Records to use:
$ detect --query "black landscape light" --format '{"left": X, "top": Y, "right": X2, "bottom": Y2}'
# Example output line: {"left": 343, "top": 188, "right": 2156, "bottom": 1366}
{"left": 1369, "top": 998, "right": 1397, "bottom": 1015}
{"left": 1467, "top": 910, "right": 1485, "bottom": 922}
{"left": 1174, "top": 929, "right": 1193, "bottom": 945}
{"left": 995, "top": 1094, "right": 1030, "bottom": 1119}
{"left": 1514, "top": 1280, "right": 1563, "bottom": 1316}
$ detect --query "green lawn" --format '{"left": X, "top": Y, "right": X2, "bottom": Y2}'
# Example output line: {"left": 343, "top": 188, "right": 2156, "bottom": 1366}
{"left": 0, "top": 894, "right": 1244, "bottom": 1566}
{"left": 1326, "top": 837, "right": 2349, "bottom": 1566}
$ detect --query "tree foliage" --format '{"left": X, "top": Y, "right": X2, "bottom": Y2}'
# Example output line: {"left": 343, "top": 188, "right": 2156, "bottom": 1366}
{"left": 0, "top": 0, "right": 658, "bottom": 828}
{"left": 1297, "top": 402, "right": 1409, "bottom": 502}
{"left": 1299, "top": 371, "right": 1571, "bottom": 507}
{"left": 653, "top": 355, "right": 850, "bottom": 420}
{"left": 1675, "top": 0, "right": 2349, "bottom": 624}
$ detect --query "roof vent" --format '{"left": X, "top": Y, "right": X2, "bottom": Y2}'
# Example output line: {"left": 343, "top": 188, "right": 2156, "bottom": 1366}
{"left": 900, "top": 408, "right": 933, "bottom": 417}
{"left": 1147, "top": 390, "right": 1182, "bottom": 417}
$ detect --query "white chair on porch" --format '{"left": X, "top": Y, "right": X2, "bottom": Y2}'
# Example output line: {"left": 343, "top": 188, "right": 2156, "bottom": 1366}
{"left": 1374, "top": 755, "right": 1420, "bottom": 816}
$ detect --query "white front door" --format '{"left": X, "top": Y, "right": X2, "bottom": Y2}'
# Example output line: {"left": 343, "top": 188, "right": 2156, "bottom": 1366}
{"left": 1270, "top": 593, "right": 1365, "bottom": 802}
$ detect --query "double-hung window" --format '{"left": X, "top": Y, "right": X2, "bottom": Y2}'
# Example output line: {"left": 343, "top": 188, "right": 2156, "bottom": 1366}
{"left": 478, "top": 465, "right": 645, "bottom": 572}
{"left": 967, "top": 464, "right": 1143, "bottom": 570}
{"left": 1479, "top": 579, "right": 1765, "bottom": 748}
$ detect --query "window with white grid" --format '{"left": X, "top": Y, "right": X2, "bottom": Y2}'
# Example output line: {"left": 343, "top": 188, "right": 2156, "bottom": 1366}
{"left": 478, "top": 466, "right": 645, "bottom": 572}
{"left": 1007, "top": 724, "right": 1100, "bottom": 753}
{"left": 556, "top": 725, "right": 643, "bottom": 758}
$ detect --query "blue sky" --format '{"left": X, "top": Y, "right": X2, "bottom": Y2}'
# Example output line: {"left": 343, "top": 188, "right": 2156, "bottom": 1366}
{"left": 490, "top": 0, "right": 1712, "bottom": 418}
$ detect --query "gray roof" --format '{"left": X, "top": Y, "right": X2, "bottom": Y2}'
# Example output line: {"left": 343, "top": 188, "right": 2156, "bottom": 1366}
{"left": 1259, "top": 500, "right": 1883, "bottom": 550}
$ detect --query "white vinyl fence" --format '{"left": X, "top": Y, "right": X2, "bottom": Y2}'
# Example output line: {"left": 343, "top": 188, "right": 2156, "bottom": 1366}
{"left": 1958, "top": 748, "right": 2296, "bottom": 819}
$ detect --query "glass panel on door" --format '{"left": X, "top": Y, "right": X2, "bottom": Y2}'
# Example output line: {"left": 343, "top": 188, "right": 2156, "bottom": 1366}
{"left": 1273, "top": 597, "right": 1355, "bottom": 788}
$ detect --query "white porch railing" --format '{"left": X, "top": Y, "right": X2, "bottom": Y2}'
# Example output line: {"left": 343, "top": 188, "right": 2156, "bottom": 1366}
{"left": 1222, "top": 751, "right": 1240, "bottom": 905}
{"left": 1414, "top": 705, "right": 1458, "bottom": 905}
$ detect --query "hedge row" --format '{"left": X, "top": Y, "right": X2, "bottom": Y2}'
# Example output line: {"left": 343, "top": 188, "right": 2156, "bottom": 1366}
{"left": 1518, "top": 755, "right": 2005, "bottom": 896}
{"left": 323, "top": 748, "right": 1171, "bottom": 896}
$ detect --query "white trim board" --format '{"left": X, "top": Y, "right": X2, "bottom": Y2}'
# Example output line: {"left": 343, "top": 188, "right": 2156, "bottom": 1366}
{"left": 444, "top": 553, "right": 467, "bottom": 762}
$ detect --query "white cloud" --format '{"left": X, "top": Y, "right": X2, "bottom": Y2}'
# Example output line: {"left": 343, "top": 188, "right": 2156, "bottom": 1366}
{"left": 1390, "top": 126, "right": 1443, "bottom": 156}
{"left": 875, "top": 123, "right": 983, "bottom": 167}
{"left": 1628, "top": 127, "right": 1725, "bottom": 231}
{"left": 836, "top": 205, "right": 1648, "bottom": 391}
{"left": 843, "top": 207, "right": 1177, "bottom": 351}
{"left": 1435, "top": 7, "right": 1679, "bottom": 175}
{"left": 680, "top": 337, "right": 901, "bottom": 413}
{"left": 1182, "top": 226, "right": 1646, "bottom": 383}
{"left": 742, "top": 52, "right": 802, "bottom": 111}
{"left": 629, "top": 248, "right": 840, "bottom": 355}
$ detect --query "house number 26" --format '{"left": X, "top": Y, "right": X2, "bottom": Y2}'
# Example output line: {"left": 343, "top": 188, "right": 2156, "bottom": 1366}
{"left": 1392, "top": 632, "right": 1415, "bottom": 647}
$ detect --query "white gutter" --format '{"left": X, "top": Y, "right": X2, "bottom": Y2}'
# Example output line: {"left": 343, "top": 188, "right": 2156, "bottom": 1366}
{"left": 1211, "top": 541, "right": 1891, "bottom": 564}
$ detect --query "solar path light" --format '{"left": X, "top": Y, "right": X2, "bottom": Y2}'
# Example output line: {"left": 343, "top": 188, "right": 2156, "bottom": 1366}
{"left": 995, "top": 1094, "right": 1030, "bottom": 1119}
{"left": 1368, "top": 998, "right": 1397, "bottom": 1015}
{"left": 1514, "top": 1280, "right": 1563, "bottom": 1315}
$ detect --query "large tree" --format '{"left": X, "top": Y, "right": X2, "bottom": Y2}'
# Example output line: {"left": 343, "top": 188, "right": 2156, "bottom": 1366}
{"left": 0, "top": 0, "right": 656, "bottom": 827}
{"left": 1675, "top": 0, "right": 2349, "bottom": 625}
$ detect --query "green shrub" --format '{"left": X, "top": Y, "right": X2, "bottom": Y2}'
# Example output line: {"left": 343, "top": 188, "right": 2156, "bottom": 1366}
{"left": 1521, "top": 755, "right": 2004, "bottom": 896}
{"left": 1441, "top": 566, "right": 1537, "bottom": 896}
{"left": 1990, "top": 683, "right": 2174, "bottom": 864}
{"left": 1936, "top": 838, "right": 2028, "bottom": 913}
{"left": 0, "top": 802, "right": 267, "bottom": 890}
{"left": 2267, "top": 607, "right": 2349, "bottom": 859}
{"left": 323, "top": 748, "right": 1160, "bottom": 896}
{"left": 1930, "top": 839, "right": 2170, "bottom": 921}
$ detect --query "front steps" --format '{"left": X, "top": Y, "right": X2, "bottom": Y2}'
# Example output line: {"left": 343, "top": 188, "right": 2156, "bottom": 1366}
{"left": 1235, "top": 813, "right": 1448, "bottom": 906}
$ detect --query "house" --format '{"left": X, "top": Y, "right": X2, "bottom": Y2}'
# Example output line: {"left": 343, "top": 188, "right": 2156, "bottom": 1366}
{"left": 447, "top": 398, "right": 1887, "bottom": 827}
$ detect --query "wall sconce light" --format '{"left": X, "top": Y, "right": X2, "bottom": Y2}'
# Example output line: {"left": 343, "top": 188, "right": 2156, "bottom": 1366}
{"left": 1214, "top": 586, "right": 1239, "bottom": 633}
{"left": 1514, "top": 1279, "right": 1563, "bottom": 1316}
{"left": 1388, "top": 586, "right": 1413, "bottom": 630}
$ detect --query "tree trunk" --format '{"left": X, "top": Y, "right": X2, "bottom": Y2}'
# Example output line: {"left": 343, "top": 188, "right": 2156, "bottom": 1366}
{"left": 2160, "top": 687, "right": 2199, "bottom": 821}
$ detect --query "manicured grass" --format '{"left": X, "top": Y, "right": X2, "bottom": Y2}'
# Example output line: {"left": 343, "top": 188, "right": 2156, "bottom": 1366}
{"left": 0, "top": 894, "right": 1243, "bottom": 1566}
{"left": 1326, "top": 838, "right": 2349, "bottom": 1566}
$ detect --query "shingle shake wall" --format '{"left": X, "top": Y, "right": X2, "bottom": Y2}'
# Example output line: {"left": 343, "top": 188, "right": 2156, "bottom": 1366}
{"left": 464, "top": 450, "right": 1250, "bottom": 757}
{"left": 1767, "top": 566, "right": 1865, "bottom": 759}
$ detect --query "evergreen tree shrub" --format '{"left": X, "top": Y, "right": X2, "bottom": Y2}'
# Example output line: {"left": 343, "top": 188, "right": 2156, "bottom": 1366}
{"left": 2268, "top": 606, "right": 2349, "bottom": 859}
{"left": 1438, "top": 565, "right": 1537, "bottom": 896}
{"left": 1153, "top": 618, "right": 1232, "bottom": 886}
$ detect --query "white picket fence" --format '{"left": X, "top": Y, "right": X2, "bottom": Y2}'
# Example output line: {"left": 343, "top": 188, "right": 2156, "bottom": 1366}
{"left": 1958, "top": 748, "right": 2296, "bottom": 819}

What you need to do:
For the string "roof", return every line of the data where it appears.

Solution to the exercise:
$ detect --query "roof vent" --format '{"left": X, "top": Y, "right": X2, "bottom": Y2}'
$ detect --query "gray roof" --format '{"left": X, "top": Y, "right": X2, "bottom": Y2}'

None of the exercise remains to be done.